• [Brief] Search the data below for the string "woman". Extract every line that contains it.

• [Referring expression data]
= = =

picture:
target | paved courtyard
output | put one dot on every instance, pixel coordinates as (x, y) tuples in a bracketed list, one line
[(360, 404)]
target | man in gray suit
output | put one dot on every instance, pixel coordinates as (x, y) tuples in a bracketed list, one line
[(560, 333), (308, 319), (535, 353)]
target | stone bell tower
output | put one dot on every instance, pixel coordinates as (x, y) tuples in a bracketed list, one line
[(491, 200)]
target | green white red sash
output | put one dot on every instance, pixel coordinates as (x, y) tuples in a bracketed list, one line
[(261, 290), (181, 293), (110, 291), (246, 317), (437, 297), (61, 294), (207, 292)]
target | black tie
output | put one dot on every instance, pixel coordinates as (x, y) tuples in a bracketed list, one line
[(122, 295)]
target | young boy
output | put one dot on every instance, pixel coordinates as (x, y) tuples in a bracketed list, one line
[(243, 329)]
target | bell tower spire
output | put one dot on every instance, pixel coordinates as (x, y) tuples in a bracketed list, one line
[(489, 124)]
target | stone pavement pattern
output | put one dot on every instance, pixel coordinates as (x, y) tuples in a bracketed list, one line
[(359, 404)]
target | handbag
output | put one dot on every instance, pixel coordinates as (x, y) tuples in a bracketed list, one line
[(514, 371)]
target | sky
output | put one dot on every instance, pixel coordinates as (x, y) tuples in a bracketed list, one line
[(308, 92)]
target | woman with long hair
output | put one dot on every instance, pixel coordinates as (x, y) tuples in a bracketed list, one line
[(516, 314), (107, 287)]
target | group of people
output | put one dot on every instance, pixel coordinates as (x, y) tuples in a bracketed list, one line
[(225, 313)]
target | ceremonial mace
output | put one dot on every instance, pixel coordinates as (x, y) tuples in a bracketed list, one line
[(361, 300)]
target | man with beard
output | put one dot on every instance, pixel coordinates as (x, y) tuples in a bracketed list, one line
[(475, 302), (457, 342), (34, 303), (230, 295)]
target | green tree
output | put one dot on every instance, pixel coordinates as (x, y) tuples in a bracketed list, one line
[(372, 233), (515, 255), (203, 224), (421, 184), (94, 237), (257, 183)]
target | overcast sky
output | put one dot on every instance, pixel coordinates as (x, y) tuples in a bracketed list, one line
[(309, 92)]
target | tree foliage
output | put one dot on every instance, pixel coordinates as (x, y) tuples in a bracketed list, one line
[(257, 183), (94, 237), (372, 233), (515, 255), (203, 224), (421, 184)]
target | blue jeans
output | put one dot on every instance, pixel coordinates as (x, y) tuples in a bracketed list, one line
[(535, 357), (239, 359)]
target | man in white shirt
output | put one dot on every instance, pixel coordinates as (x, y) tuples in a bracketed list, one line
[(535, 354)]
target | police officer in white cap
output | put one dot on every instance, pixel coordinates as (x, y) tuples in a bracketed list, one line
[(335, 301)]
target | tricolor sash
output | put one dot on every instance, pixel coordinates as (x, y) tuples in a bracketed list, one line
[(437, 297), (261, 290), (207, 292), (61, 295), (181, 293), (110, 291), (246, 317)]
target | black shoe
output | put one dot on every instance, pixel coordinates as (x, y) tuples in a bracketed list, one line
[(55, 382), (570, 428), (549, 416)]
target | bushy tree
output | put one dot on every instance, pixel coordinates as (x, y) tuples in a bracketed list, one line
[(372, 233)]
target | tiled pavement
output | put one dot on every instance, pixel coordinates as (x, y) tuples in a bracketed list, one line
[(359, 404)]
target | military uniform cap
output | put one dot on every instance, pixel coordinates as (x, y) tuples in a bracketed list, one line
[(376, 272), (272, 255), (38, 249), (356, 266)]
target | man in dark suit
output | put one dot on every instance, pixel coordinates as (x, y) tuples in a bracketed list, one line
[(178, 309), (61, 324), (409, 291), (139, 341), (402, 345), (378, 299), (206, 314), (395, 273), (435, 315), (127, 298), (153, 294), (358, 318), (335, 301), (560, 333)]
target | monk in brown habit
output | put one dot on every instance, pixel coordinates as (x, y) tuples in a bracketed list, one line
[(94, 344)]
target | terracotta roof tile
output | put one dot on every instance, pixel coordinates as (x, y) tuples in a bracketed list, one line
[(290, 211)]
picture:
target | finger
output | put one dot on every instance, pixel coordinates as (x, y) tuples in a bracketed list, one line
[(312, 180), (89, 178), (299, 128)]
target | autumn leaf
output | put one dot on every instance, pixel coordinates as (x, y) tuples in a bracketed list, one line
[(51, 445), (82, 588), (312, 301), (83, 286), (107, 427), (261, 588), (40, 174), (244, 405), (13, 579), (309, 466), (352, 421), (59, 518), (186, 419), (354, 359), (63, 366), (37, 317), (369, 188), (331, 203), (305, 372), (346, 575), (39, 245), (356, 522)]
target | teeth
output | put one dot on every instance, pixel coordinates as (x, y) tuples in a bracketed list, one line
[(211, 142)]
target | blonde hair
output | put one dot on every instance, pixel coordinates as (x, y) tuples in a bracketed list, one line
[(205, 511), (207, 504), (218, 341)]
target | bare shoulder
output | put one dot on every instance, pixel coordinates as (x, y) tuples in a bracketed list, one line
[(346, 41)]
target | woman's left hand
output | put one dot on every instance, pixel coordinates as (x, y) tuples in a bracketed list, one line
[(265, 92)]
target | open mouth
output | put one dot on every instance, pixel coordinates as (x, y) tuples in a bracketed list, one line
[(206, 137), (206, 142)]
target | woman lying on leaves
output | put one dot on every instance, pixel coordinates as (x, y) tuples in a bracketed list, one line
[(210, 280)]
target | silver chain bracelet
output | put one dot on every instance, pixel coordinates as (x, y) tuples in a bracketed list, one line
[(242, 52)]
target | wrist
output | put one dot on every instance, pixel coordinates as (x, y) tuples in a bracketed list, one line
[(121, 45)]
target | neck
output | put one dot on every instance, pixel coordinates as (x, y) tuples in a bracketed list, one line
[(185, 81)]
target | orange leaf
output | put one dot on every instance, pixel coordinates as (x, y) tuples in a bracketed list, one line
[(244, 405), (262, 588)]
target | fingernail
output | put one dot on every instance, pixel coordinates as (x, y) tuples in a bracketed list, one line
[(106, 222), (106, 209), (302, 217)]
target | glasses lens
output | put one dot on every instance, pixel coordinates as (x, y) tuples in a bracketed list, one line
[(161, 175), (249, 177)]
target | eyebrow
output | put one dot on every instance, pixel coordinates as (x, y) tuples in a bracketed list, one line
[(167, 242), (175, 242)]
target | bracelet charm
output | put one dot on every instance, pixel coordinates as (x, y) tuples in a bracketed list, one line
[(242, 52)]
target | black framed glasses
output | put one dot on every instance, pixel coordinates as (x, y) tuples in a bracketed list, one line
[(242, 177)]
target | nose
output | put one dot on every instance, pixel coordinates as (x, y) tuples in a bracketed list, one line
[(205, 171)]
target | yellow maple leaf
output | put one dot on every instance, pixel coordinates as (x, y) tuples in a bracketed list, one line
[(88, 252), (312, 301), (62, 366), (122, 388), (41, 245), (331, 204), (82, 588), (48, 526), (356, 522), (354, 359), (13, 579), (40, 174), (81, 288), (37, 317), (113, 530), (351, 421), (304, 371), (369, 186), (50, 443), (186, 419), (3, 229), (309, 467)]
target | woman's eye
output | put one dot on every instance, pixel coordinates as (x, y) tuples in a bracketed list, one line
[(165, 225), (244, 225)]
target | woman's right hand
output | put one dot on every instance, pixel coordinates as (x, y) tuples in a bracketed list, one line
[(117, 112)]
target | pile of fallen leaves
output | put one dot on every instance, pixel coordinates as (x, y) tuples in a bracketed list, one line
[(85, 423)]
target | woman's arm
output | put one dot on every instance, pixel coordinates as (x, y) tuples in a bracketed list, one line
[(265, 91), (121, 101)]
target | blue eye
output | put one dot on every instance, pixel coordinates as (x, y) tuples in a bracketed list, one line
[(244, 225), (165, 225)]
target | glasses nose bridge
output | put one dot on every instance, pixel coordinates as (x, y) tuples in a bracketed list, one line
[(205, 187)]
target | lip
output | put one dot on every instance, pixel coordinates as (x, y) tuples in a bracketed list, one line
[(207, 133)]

= = =

• [Your response]
target | woman with long hair
target | woman's left hand
target | woman lying on leaves
target | woman's eye
target | woman's right hand
target | woman's arm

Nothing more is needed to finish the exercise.